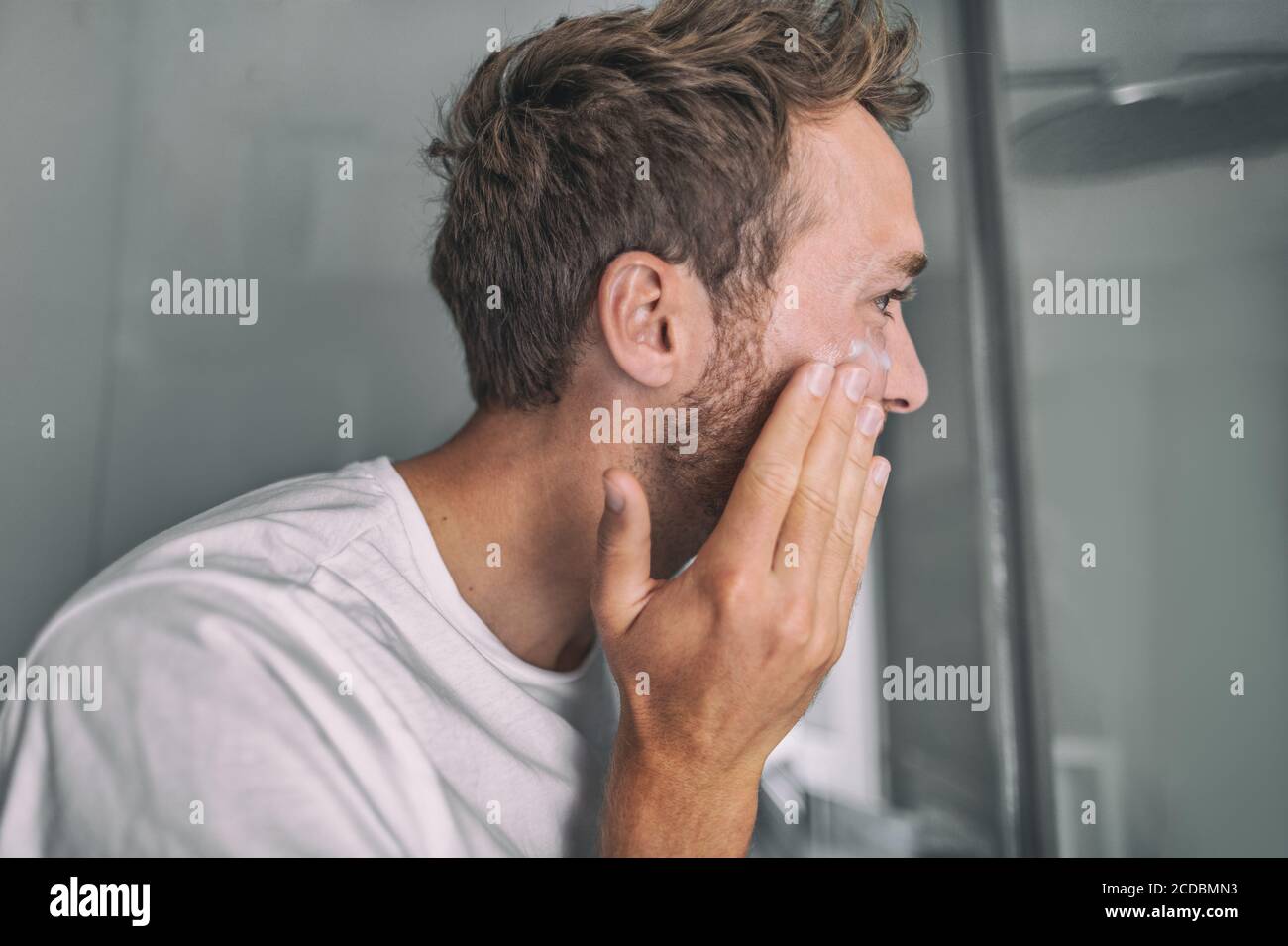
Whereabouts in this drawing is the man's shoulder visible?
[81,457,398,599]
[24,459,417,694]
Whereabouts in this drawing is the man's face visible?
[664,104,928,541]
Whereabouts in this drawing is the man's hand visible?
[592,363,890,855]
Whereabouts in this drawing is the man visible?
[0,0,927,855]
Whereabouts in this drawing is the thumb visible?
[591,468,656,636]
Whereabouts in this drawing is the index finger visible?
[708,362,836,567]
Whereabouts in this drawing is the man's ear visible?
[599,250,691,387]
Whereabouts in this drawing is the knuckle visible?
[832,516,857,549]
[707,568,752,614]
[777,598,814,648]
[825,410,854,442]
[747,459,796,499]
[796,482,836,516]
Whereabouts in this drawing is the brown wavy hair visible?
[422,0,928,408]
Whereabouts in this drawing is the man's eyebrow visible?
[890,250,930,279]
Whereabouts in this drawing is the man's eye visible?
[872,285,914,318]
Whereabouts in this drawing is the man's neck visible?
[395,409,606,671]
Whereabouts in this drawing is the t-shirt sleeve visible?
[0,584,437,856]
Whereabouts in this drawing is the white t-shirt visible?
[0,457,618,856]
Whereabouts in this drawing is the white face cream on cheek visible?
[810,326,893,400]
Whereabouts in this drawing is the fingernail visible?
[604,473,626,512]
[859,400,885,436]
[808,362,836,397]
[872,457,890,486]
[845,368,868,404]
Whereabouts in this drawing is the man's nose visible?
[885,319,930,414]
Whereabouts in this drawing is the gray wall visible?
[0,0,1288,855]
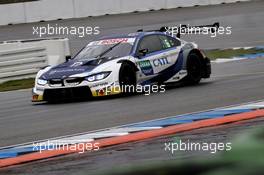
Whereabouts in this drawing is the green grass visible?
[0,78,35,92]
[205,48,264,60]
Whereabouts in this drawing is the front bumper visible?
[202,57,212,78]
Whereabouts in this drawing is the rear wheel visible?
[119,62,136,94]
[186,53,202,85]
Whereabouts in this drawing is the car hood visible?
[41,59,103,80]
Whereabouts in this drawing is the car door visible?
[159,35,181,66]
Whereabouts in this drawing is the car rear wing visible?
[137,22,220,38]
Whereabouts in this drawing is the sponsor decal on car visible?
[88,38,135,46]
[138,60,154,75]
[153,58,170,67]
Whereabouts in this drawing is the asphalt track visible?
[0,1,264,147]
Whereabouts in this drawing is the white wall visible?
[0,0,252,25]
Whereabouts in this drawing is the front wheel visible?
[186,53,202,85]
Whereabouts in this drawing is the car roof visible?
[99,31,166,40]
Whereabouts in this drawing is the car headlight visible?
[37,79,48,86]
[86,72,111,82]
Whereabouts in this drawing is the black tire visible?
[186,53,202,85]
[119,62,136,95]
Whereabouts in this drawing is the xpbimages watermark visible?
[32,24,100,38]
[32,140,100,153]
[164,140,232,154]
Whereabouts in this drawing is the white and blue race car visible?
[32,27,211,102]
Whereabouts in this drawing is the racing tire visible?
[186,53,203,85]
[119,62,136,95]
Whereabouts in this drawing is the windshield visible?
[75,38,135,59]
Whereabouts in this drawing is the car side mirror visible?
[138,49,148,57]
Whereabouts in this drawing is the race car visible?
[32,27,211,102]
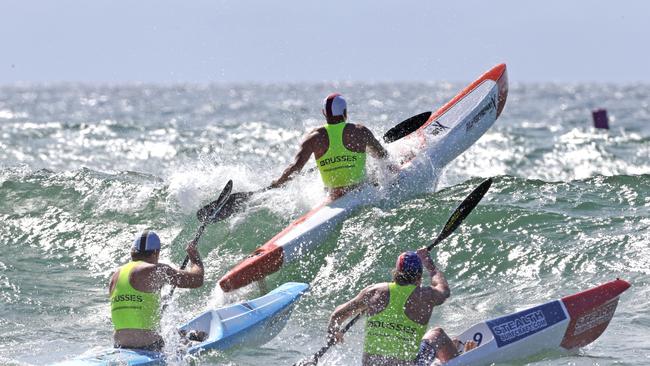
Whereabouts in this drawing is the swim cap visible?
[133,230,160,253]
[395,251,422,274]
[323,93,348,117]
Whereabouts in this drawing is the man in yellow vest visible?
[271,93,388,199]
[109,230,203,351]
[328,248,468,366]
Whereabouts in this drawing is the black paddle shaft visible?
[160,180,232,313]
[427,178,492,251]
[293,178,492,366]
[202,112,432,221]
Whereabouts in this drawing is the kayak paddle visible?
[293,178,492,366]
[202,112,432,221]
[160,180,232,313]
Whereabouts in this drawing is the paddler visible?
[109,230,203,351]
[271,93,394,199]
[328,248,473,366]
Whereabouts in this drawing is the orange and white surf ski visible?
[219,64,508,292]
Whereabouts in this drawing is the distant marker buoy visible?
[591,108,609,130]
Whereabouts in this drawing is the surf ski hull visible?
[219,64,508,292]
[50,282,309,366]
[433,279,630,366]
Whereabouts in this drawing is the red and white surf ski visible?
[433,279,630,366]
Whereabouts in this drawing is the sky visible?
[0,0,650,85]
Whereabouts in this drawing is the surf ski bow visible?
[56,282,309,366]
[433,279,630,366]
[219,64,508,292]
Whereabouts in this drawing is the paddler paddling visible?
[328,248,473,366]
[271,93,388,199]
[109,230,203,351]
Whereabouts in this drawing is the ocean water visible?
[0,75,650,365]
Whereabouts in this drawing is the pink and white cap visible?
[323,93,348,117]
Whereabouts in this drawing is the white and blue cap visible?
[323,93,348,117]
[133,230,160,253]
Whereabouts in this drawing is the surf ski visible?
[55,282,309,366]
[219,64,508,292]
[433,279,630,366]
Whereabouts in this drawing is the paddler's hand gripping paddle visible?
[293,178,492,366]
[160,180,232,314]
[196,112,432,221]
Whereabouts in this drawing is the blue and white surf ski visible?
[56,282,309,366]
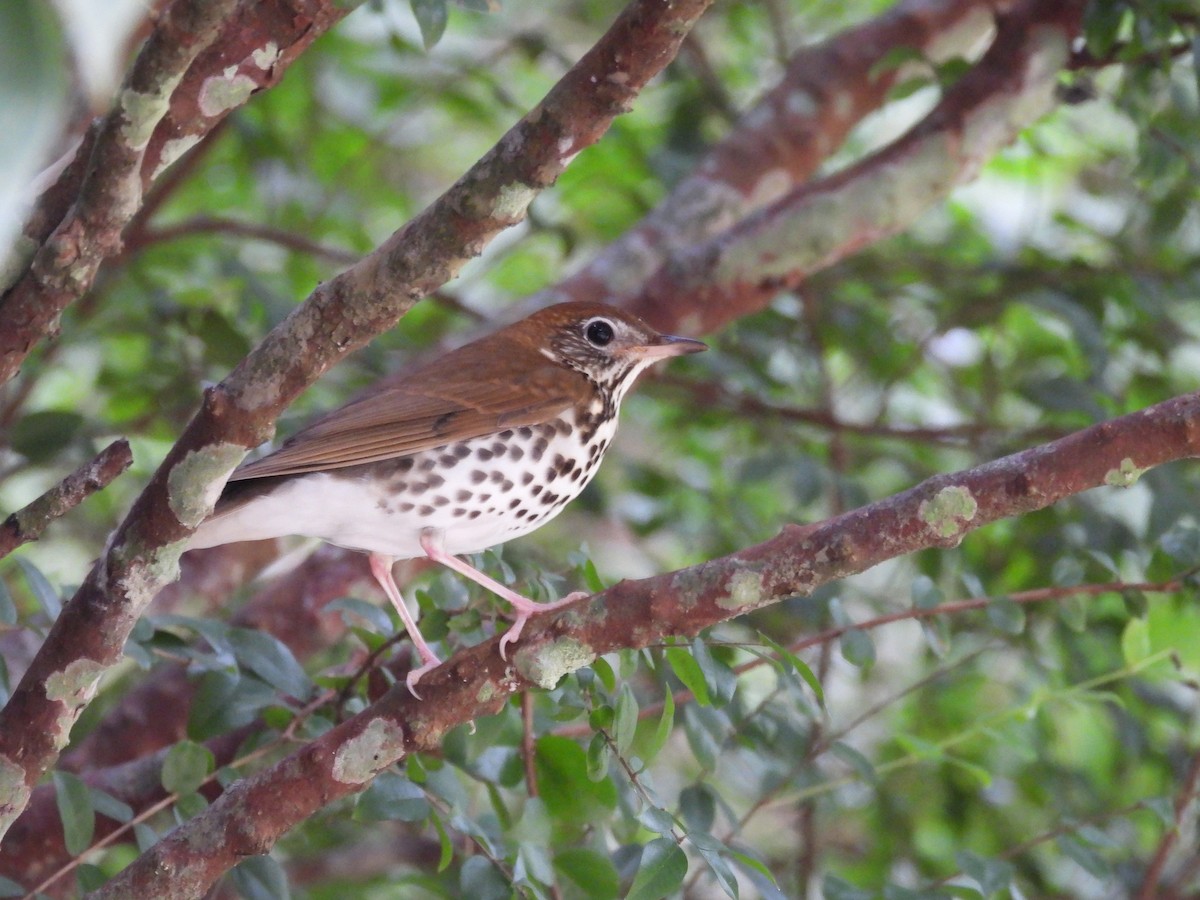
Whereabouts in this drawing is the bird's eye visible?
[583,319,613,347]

━━━━━━

> What is being asked
Give the items above as a two-column CSV with columns text and boxes. Make one row for each line of text, with all the boxes under that line in its boxes field, every field quoted and line breaks turned into spaces, and leave out the pictures.

> Exercise result
text,boxes
"Whereabouts in this drawing is the man's shoulder visible?","[81,457,398,599] [24,459,417,694]"
"Whereabouts in this drawing is the man's face visible?","[664,104,928,541]"
"Whereabouts in this drawing is the man's hand visible?","[592,363,890,855]"
"Whereabouts in this drawing is the man visible?","[0,0,927,855]"
"Whereabouts in this drawing is the thumb visible?","[591,468,656,636]"
"Whereabouts in this drawing is the index finger visible?","[708,362,836,567]"
"Whereabouts in this drawing is the man's ear visible?","[599,250,691,387]"
"Whereabouts in this drawing is the knuckle visible?","[832,516,857,549] [707,568,752,614] [777,598,814,648] [825,410,854,442] [747,459,796,499] [796,482,836,516]"
"Whereabouts in this drawing is the brown wavy hair visible?","[422,0,928,408]"
"Whereabouts in this drawing is the man's eyebrow visible?","[890,250,930,279]"
"Whereabouts in this drawing is the man's eye visible?","[872,285,914,318]"
"Whereabouts in this drawing is the man's neck visible?","[395,409,606,671]"
"Whereabouts in this drawing is the t-shirt sleeve visible?","[0,584,437,856]"
"Whereabouts in this drawing is the white t-shirt visible?","[0,457,618,856]"
"Whereabouts in this drawing is the white face cream on cheek visible?","[810,326,893,400]"
"Whereabouts in this drawing is the fingernail visible?","[604,473,626,512] [859,400,885,436] [808,362,836,397] [872,457,890,486] [845,368,868,404]"
"Whereabouts in this drawing is the man's nose visible?","[885,319,930,414]"
"Whereabouts in this drawing is the gray wall visible?","[0,0,1288,855]"
"Whereabouts in this drawing is the green grass visible?","[0,78,35,92] [205,48,264,60]"
"Whereabouts in this drawing is the front bumper visible?","[202,57,212,78]"
"Whereabouts in this drawing is the rear wheel visible?","[119,62,136,94] [186,53,202,85]"
"Whereabouts in this drawing is the car hood visible?","[41,59,103,80]"
"Whereabouts in this drawing is the car door visible?","[159,35,181,66]"
"Whereabouts in this drawing is the car rear wing visible?","[137,22,220,38]"
"Whereabouts in this drawing is the sponsor decal on car visible?","[88,38,135,46] [138,60,154,75] [153,58,170,67]"
"Whereabouts in this drawing is the asphalt track visible?","[0,1,264,147]"
"Whereabouts in this drawing is the white wall visible?","[0,0,252,25]"
"Whereabouts in this drawing is the front wheel visible?","[186,53,202,85]"
"Whereabouts in this drawing is the car roof visible?","[99,31,166,40]"
"Whereabouts in this drawing is the car headlight visible?","[37,79,48,86] [86,72,111,82]"
"Whereabouts in this drawing is the black tire visible?","[186,53,202,85] [119,62,136,95]"
"Whereabouts in this drawing is the xpbimages watermark visible?","[32,24,100,38] [32,140,100,153] [164,140,232,154]"
"Whereabouts in this drawing is the white and blue race car visible?","[32,27,211,102]"
"Whereabouts in this drawing is the racing tire visible?","[186,53,203,85] [119,62,136,95]"
"Whereabouts in this drawing is the windshield visible?","[75,38,135,59]"
"Whereabouts in this drawing is the car side mirror visible?","[138,49,148,57]"
"Whereabouts in this drawing is the race car visible?","[32,27,211,102]"
"Whereabouts in this drawing is the swim cap visible?","[133,230,160,253] [395,251,422,274] [323,93,348,117]"
"Whereabouts in this drawing is the man in yellow vest visible?","[271,93,388,199] [109,230,203,351] [328,248,468,366]"
"Whereabouts in this drawing is the black paddle shaft visible?","[160,180,232,313] [427,178,492,251] [293,178,492,366] [202,112,432,221]"
"Whereabouts in this drawing is the kayak paddle visible?","[293,178,492,366] [202,112,432,221] [160,180,232,313]"
"Whereabouts in this drawing is the paddler visible?","[109,230,203,351] [271,93,394,199] [328,248,473,366]"
"Whereabouts in this drawing is the orange and white surf ski visible?","[219,64,508,292]"
"Whereabouts in this drawing is the distant marker buoy visible?","[591,108,609,130]"
"Whereabouts in this drawing is the surf ski hull visible?","[219,64,508,292] [50,282,309,366] [433,279,630,366]"
"Whereabouts in this drawing is the red and white surf ski visible?","[433,279,630,366]"
"Whereabouts in this drawing is the sky visible?","[0,0,650,85]"
"Whereabouts in this drawing is the surf ski bow visible?","[56,282,309,366] [433,279,630,366] [219,64,508,292]"
"Whereabouts in this drawing is the paddler paddling visible?","[328,248,473,366] [271,93,388,199] [109,230,203,351]"
"Whereabouts in this drawing is the ocean water visible?","[0,75,650,365]"
"Whereabouts in this drawing is the pink and white cap visible?","[323,93,348,117]"
"Whereabouts in this drawing is the white and blue cap visible?","[323,93,348,117] [133,230,160,253]"
"Whereabouts in this drawing is the surf ski visible?","[55,282,309,366] [219,64,508,292] [433,279,630,366]"
"Whereabouts in this drawing is the paddler's hand gripping paddle visible?","[293,178,492,366] [160,180,232,314] [196,112,432,221]"
"Whereabouts in this drawing is the blue and white surf ski visible?","[56,282,309,366]"
"Whereabouts in this drawing is the bird's eye visible?","[583,319,613,347]"